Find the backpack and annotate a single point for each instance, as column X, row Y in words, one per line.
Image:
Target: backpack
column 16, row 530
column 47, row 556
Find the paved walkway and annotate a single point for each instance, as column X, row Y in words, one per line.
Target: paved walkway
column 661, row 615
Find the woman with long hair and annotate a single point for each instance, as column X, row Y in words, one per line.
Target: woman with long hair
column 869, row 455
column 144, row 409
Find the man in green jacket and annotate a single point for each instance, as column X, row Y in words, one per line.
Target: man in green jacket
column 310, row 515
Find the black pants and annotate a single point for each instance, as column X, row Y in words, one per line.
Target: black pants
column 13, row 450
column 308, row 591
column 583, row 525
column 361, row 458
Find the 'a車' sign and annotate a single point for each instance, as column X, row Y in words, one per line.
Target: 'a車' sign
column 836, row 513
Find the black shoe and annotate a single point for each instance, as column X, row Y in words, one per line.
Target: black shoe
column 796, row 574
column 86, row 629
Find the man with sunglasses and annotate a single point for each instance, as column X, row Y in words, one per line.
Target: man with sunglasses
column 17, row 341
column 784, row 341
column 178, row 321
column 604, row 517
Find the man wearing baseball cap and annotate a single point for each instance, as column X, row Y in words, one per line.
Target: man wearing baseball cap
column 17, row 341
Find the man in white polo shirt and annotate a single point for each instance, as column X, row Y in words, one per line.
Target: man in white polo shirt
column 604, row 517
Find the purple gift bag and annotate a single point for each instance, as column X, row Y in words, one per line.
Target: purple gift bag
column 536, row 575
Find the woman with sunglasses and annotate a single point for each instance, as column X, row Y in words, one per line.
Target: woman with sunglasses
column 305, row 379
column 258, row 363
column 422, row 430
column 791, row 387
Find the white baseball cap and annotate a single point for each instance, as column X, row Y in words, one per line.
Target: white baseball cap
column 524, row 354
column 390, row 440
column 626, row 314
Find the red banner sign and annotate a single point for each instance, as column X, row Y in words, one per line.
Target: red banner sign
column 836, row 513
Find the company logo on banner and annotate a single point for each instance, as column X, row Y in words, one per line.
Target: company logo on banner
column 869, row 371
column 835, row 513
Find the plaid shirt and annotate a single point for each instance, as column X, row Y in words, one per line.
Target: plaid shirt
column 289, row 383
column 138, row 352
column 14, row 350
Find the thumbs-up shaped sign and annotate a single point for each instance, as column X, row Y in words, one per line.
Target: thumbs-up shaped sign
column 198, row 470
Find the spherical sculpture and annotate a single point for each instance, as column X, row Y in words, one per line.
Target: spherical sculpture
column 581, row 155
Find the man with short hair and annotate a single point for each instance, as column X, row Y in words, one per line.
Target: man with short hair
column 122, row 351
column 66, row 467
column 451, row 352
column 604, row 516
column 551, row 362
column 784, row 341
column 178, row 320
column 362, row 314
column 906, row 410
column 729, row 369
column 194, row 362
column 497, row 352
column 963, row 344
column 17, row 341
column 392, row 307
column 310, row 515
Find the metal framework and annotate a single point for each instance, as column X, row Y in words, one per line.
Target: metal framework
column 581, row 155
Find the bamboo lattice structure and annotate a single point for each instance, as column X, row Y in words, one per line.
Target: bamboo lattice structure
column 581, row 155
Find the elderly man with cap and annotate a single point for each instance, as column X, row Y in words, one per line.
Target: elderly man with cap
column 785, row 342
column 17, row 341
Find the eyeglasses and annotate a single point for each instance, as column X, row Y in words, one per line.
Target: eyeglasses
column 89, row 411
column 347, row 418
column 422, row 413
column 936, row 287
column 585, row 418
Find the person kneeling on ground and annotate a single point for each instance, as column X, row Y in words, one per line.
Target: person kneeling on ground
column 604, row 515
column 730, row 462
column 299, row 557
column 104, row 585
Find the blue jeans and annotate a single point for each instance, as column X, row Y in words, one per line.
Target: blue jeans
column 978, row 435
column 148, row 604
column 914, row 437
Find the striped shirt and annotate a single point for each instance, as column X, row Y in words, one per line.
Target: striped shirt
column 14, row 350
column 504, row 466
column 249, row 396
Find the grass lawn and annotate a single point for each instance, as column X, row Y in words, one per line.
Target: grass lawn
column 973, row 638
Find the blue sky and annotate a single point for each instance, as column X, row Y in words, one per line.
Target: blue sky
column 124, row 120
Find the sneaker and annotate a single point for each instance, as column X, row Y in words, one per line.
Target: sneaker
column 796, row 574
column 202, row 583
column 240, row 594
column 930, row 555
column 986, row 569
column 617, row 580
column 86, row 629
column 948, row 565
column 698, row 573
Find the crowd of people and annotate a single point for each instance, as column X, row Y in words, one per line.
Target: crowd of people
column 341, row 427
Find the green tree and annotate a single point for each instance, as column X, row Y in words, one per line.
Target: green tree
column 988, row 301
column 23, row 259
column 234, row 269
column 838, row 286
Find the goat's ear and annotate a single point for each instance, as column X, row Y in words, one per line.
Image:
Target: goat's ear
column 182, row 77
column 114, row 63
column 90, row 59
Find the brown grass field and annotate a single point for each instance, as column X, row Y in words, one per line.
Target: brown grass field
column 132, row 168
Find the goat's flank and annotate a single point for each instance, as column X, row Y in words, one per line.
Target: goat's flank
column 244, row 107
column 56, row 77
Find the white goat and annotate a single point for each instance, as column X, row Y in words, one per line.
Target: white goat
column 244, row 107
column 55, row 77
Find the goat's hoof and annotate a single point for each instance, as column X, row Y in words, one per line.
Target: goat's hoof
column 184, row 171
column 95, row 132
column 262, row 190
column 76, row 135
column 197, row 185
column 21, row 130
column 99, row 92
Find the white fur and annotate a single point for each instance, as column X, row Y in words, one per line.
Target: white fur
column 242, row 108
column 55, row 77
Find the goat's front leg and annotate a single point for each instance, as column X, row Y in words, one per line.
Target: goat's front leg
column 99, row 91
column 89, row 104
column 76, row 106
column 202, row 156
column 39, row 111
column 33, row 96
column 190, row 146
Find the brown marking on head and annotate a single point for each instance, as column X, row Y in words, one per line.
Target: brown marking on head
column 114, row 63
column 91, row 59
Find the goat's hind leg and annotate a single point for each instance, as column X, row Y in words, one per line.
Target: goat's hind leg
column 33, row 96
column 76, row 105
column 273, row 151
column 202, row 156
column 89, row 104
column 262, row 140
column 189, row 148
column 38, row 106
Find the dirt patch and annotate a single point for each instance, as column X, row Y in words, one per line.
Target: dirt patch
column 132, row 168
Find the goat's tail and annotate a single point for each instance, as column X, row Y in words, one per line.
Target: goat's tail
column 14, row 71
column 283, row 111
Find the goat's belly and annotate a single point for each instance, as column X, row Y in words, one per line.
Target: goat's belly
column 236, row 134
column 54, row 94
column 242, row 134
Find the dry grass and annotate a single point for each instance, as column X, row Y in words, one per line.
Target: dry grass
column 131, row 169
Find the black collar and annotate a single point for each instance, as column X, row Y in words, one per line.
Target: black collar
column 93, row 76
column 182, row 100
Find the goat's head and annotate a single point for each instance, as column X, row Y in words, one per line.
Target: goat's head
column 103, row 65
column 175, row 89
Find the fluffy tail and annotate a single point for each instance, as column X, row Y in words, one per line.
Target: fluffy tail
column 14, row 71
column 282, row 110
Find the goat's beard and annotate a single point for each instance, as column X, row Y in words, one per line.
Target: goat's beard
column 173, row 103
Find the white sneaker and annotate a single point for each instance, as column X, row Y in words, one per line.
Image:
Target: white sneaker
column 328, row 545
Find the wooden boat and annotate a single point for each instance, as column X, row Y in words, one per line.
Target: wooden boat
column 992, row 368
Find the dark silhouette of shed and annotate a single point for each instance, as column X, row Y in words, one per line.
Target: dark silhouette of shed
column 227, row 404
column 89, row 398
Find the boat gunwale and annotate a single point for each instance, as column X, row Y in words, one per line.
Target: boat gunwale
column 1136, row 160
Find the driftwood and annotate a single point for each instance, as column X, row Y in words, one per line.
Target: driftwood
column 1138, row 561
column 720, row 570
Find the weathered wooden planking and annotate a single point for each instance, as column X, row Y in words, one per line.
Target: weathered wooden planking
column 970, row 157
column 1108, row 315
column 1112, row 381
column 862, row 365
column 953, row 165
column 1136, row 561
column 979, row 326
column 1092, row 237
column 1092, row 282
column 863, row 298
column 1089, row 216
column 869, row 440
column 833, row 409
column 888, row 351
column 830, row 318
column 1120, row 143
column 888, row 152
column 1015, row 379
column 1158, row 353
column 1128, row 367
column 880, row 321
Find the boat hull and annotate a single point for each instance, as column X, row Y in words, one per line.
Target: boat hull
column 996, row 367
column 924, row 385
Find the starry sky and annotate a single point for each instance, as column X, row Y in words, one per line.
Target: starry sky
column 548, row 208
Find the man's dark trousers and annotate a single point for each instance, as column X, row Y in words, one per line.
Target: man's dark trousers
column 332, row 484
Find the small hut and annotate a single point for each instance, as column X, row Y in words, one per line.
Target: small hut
• • • •
### Objective
Can you return, word for word, everything in the listing from the line containing "Find the dry" down to the line containing "column 182, row 100", with both of those lines included?

### Output for this exercise
Find the dry grass and annotate a single point for each instance, as column X, row Y in words, one per line.
Target: dry grass
column 131, row 169
Find the black collar and annotate a single point for each instance, as column X, row Y in words, one per line.
Target: black collar
column 93, row 76
column 182, row 100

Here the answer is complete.